== RECORDS PROVIDED ==

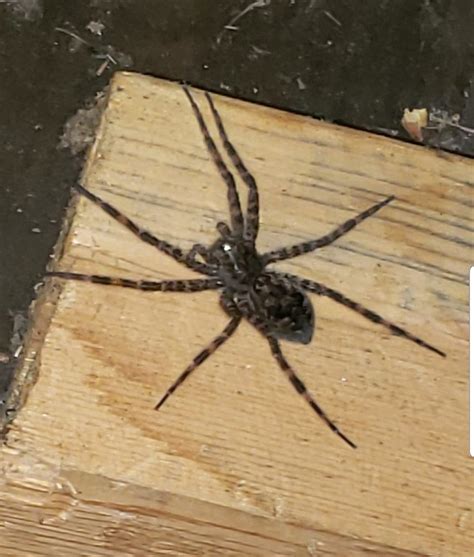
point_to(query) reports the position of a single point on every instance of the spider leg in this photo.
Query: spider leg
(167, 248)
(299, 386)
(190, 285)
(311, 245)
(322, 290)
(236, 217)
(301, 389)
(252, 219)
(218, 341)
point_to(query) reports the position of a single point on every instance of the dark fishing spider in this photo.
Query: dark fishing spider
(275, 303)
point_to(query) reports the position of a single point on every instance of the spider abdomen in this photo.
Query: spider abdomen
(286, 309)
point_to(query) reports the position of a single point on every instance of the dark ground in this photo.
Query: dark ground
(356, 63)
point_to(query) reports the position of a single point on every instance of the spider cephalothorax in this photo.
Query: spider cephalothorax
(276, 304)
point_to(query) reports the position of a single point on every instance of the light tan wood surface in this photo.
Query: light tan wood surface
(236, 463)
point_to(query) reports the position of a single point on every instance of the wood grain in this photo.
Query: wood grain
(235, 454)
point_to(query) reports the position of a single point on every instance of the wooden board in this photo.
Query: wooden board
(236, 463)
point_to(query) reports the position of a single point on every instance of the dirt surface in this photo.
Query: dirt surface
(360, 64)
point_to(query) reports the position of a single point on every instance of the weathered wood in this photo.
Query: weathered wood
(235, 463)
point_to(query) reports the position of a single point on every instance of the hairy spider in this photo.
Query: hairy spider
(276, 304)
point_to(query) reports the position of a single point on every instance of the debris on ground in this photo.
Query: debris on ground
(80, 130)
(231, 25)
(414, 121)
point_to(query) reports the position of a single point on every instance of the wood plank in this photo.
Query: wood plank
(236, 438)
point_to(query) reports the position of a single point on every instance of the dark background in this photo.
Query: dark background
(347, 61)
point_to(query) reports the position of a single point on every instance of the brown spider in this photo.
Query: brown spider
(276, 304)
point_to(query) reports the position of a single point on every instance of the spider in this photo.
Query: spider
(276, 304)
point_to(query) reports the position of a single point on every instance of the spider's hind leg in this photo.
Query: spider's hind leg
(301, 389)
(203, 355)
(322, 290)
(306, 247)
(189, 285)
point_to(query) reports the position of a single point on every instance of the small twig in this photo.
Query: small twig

...

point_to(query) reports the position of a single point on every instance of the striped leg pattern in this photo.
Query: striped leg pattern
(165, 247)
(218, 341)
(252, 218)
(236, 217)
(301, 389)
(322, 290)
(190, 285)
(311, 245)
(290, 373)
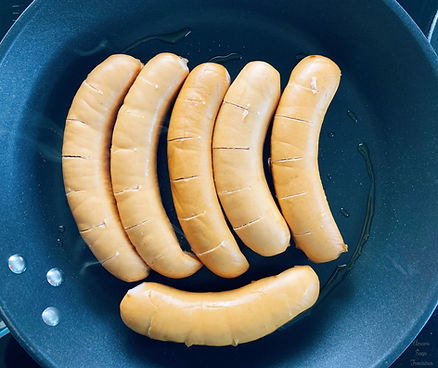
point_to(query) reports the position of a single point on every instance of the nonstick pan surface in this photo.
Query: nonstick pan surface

== YOUR ASSIGNMENT ==
Provide only the number of lines in the material above that contain the word "nonstick".

== WRITTEN SOLUTION ==
2